***** DOCUMENT SECTION *****
Driving at night in the rain

In the last years of his life, my Dad and I had a tradition. I’d call his house most nights while driving home from work. The phone would ring: Three, four, five, six times. He wouldn’t answer.

The machine would kick in and I’d hear my sister’s voice on the recording. He liked her voice on the machine.

I would talk at Pop while the message chirred. That machine was right next to his couch in front of his TV. I knew he was sitting there, 85 years old, under his New York Football Giants blanket. Since the fourth cancer diagnosis, he didn’t like to answer the phone.

“Pop! Pop, pick up! It’s Tommy! It’s your son.”

After a time, I’d stop and tell him about my day, my kids, what was new, and that I was still pulling a paycheck.

Very occasionally, he’d pick up the phone. About once every two weeks. And we’d talk.

I’d ask, How are you feeling (“What do you want me to say”). He’d ask about the job (“Good enough, Pop, but I don’t trust anyone”), the kids (“Grace gets As on her report card and all these little plusses”), the dogs (“They miss you”), and Keith’s therapy.

My son Keith is a trans teenager. He has anxieties and hates himself. He’s sullen, silent, or suicidal. Pick the day. Other times he might smile during dinner.

Pop understood Keith’s moods better than I did. I think Pop had seen more in New York City. He managed lots of different kinds in the fire department and growing up with the corner boys in the neighborhoods. Some desperate, some down. Not everyone gets out of the fire okay.

So he’d ask, “How’s Keith doing?”

Pop didn’t understand ADHD and therapists and kids cutting themselves. He didn’t understand gender fluidity and transsexuality. Homosexuality was a sin against God because The Church told him so.

But Pop saw nothing wrong with my son: “He’s still the same kid, right?”

Same kid, Pop, just a new wrapper. Pop believed God was lucky to have Keith.

“Just tell him it’s going to be all right. Tell him I said that.”

And that was it.

He’d beg off the phone to do something else, anything else. Eat dinner, watch the Yankees. Our calls were maybe 5 minutes.

Dad’s been dead now nearly a year. I’m still here. On my drive to work each morning, I’d check one box off my executor list – handwritten on a legal pad on the navigator seat. Call an insurance company. Get someone paid. Sell the place in Florida. I had time for one box each morning.

Nearly every night on my drive home, I think about calling him. It’s a phantasy. He’s not there to pick up the phone. Hell, I cut off his phone service and sold the house 6 months ago.


I imagine — sometimes — he’s in my passenger seat, riding alongside me on the ride home. I put the legal pad in the back seat. He sits next to me. We cut off Lexuses on the toll road. We speed. And we talk.

But the version of Dad I conjure isn’t an old man. Oh no.

The Pop I create is about 47 years old. Staggered and miserable. He lost his wife to cancer a year ago, has two daughters at home, fights fires every day, and pays forever hospital bills. I’m away at college. He is alone.
*****
REQUIREMENT:
In the piece about calling Pop on the drive home, list the things Pop would ask about during their phone calls.
***** PROVIDED MATERIAL *****
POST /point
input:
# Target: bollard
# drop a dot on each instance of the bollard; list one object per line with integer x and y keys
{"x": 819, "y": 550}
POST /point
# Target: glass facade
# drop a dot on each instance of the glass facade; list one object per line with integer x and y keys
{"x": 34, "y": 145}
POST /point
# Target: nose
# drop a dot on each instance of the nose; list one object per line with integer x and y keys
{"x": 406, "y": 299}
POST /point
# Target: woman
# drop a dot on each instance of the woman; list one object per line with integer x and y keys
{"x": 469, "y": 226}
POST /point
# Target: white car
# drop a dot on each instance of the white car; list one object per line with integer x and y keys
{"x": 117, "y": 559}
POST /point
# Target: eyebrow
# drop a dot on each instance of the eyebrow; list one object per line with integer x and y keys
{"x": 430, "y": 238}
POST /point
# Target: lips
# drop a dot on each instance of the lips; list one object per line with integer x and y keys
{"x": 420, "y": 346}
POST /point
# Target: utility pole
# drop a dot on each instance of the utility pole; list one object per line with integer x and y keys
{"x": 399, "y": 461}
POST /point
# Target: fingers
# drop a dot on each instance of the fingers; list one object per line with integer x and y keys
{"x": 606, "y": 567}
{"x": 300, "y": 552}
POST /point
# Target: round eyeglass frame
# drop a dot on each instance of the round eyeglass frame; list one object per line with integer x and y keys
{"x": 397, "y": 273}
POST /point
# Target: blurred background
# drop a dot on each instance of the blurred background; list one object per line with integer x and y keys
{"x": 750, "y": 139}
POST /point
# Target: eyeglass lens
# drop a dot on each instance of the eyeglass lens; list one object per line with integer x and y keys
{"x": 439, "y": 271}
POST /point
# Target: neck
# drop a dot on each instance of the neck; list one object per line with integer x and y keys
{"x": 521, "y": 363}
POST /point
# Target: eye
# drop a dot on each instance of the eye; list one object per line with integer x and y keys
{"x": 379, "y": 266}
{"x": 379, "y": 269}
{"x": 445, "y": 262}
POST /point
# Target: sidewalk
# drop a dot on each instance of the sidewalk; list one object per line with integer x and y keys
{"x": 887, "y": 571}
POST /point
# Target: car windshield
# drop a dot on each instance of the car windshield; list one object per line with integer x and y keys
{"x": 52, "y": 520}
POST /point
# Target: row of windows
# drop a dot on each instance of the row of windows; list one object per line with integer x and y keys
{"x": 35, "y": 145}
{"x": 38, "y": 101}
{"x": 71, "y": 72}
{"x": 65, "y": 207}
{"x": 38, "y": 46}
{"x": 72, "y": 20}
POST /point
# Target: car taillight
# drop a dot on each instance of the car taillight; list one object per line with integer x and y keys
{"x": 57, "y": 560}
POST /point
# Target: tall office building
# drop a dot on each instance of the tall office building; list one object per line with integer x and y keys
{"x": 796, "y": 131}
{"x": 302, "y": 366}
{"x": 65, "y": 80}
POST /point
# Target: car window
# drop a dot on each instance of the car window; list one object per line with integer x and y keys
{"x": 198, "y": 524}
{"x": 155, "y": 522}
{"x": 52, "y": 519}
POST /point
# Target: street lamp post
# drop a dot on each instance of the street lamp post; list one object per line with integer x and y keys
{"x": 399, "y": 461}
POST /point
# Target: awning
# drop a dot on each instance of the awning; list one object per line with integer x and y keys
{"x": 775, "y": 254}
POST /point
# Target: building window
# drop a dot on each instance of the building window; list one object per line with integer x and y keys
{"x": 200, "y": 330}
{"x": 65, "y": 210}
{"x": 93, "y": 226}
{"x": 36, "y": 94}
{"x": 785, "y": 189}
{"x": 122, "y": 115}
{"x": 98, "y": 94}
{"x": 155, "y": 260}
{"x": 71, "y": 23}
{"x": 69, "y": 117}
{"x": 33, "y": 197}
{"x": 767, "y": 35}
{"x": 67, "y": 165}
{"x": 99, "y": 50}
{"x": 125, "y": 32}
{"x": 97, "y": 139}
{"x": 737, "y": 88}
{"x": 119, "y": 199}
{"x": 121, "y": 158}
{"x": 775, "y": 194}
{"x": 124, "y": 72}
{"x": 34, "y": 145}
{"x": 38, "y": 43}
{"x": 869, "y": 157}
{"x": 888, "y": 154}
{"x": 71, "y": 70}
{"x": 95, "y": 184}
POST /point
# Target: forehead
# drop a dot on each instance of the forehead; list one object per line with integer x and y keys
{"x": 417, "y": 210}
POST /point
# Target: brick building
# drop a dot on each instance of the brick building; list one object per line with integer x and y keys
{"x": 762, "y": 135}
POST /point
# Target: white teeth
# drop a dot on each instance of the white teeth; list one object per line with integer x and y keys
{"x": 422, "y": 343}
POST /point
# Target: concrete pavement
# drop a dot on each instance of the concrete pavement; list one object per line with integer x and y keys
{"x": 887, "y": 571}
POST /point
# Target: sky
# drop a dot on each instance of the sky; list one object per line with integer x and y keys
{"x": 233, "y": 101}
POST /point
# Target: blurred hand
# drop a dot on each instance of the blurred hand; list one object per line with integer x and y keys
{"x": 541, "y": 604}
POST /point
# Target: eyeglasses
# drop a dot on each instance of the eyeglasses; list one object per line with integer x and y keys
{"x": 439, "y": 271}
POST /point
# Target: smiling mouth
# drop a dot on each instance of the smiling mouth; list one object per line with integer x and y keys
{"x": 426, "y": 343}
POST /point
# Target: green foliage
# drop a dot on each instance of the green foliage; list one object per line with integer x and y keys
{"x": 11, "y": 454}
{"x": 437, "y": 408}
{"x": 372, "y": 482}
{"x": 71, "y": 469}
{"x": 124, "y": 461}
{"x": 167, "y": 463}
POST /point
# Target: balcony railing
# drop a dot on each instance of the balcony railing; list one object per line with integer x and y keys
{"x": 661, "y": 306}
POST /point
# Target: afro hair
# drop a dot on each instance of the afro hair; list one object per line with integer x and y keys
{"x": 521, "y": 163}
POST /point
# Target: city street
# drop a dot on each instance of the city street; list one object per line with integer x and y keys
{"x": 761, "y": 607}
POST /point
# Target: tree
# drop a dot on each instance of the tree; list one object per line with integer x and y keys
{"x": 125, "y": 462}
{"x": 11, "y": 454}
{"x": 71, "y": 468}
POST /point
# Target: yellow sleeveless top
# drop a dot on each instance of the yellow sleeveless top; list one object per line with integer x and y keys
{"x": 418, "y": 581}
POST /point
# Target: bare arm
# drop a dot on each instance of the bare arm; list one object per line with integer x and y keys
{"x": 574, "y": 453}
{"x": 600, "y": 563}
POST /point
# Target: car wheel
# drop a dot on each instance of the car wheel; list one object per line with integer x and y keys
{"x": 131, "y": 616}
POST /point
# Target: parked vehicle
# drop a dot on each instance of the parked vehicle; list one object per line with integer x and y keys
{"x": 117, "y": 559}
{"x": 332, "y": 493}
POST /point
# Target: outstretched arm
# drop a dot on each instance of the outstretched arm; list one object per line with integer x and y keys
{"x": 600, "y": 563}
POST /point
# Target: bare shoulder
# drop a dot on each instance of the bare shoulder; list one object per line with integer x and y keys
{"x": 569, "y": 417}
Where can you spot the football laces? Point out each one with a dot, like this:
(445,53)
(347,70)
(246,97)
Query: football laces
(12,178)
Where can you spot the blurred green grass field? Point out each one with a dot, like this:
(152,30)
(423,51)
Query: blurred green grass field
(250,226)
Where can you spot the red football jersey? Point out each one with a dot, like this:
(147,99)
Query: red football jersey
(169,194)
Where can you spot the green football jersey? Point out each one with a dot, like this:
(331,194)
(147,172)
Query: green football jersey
*****
SOLUTION FOR THIS PROBLEM:
- The job
- The kids
- The dogs
- Keith's therapy